+++ DATA SECTION +++

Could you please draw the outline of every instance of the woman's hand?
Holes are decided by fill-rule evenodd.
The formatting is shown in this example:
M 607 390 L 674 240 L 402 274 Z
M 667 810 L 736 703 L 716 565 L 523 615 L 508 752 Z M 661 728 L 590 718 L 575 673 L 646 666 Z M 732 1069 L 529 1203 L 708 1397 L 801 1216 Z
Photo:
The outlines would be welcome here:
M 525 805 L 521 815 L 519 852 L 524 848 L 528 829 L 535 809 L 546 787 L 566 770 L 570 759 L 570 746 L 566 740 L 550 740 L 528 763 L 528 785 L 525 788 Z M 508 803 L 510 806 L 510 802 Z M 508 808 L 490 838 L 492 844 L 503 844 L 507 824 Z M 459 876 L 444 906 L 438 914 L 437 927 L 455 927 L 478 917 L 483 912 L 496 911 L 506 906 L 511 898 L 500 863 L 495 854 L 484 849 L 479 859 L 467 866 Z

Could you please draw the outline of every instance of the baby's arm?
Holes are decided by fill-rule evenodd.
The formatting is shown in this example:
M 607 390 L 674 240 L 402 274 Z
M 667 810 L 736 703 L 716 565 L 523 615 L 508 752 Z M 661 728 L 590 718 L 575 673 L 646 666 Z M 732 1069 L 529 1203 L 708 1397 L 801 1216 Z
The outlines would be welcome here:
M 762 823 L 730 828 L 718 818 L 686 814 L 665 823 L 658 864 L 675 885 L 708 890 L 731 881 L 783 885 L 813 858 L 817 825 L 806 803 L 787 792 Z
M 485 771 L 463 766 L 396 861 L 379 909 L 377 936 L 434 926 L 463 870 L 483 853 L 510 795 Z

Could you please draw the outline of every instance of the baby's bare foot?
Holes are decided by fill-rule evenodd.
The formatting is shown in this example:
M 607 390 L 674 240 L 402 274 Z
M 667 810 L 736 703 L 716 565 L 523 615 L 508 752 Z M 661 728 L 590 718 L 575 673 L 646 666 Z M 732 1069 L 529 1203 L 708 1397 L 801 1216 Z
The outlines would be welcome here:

+++

Lines in the data that include the word "Could" should all be copied.

RESULT —
Could you please draw the outline of every instance of the woman's hand?
Could you please draw the outline of every instance of the baby's arm?
Could you please draw the outline of every instance of the baby's bare foot?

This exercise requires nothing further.